[Data listing]

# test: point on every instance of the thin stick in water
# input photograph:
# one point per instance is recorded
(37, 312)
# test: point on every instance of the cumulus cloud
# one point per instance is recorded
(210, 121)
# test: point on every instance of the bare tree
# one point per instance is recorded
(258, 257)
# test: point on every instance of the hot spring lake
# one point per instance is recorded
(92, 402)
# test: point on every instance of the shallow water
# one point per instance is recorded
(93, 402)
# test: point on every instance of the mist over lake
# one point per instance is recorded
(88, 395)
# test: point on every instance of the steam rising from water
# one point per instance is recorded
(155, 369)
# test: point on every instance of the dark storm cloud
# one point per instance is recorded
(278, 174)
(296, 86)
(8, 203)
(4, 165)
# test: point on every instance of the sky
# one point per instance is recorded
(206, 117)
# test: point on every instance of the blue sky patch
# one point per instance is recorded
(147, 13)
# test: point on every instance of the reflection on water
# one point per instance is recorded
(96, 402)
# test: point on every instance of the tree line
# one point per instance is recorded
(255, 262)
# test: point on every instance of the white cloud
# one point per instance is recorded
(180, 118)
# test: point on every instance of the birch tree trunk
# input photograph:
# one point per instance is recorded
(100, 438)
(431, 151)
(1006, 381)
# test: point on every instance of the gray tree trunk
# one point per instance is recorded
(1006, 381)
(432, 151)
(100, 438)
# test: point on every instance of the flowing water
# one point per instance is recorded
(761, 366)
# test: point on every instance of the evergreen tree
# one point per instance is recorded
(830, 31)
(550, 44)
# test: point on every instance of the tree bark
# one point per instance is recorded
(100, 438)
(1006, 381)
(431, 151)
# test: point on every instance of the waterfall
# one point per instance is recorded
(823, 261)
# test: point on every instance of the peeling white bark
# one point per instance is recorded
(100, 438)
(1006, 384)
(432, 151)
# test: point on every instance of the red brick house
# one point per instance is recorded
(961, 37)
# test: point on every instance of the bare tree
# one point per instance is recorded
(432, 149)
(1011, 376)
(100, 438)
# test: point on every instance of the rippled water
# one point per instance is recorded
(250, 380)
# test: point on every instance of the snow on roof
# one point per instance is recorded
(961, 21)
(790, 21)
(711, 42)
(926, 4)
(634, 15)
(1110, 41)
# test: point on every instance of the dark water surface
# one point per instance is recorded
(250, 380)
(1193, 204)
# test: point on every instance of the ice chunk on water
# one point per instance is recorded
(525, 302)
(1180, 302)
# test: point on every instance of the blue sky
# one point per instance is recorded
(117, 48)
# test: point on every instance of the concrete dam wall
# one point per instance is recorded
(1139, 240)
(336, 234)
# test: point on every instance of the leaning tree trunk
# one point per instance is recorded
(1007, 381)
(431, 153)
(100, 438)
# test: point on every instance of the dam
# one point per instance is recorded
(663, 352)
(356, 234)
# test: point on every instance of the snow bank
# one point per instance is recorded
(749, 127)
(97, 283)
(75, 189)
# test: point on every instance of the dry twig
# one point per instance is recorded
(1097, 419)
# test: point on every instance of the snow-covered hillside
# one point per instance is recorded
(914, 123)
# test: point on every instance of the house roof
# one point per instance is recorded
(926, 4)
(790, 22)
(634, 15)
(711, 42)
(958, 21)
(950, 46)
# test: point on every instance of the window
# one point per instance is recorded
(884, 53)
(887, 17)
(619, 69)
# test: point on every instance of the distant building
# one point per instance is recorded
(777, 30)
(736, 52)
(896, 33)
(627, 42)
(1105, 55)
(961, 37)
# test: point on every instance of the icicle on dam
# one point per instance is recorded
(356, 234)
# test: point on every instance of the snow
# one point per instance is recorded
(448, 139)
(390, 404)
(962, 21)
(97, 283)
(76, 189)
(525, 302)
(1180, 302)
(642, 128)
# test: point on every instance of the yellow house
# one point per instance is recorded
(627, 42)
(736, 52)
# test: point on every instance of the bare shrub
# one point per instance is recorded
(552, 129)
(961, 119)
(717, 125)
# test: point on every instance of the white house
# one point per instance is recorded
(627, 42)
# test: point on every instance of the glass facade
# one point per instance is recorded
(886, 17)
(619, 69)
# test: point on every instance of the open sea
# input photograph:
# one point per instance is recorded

What to produce:
Set every line of the listing down word for word.

Finished task:
# test: point on every instance of the thin stick in water
# input photograph:
# one point per instance is recorded
(37, 312)
# test: point on every instance of the cumulus cloud
# one point per instance is recorded
(210, 121)
# test: point on every instance of the bare tree
# one point per instance is recorded
(258, 257)
# test: point on every instance of the hot spring lake
# one point per instance is recorded
(92, 402)
# test: point on every instance of the shallow water
# one point per instance is recorded
(93, 402)
# test: point on every instance of the mist over lake
# one point per instance is recorded
(88, 395)
# test: point on every instance of the steam rising from water
# one point per instance is recorded
(155, 369)
# test: point on every instance of the dark storm cloud
# one point per instance is recorded
(278, 174)
(296, 86)
(8, 203)
(4, 165)
# test: point on every instance of the sky
# one point per instance is recorded
(206, 117)
# test: point on every instance of the blue sky patch
# one point per instance is recorded
(147, 13)
# test: point on every instance of the reflection on water
# one point per instance is recorded
(96, 402)
# test: point on every instance of the tree line
# one point per instance is recorded
(255, 262)
# test: point on every instance of the white cloud
# one point per instance is recorded
(180, 118)
# test: point on every instance of the birch tree trunk
# input photograph:
# one point per instance is recorded
(100, 438)
(431, 151)
(1006, 381)
# test: point on every instance of the gray tree trunk
# one point per instance is recorded
(1006, 381)
(432, 151)
(100, 438)
# test: point on every instance of the flowing water
# one point per instance is recorded
(761, 366)
# test: point on every instance of the evergreen tree
# one point per instance is recorded
(830, 31)
(550, 44)
# test: point on every instance of the tree bark
# one point per instance is recorded
(100, 438)
(1006, 381)
(431, 151)
# test: point on every instance of the waterfall
# one point per instance is recorded
(823, 261)
# test: point on every instance of the peeling white bark
# one point per instance is recorded
(100, 438)
(1006, 384)
(432, 151)
# test: point on every instance of the red brick house
# one point per instance is recorded
(961, 37)
# test: point on every instance of the bare tree
# one point per instance is recorded
(432, 149)
(1011, 376)
(100, 438)
# test: point on every instance of the rippled water
# one point per instance is recorded
(250, 380)
# test: point on every instance of the snow on roof
# one point per instance is recorded
(961, 21)
(790, 21)
(711, 42)
(926, 4)
(634, 15)
(1110, 41)
# test: point on every instance of the dark water surface
# one point per instance is recorded
(250, 380)
(1193, 204)
# test: point on every instance of the ice chunk on water
# one point per instance is recorded
(525, 302)
(1180, 302)
# test: point on every instance of the blue sky
# one point per instance is recorded
(117, 48)
# test: point on every instance of the concrete dam wall
# one point per instance is recorded
(1139, 240)
(336, 234)
# test: point on every instance of the leaning tree trunk
# one point per instance is recorded
(1007, 381)
(431, 153)
(100, 438)
# test: point on every instance of the dam
# one point per instance is recorded
(663, 352)
(356, 234)
# test: point on every instance of the snow bank
# one point per instance is recorded
(749, 127)
(97, 283)
(75, 189)
# test: point on every instance of the dry twig
# one point per instance is recorded
(1097, 419)
# test: point on every instance of the snow-covered hillside
# one point per instance is recorded
(914, 123)
# test: point on every instance of the house roof
# one point per instance is recorded
(926, 4)
(790, 22)
(634, 15)
(711, 42)
(958, 21)
(950, 46)
# test: point on every instance of the window
# one point per instance is recorded
(884, 53)
(887, 17)
(619, 69)
# test: point on every instance of the distant building
# one point per instance is recorded
(777, 30)
(736, 52)
(896, 33)
(627, 42)
(1105, 55)
(961, 37)
# test: point on every instance of the icicle on dam
# one point per instance is recorded
(356, 234)
# test: point on every instance of the snow
# one point per instance is recorded
(448, 139)
(390, 404)
(962, 21)
(97, 283)
(76, 189)
(525, 302)
(1180, 302)
(642, 128)
# test: point on every instance of the yellow house
# one point per instance is recorded
(627, 42)
(736, 52)
# test: point on every instance of the bare shrub
# one point per instance is recorded
(552, 129)
(961, 119)
(717, 125)
# test: point on every instance of the white house
# one point per instance is recorded
(627, 42)
# test: point on every instance of the glass facade
# one point per instance is recorded
(886, 17)
(619, 69)
# test: point on every instance of the open sea
# input photograph:
# one point per instance is recorded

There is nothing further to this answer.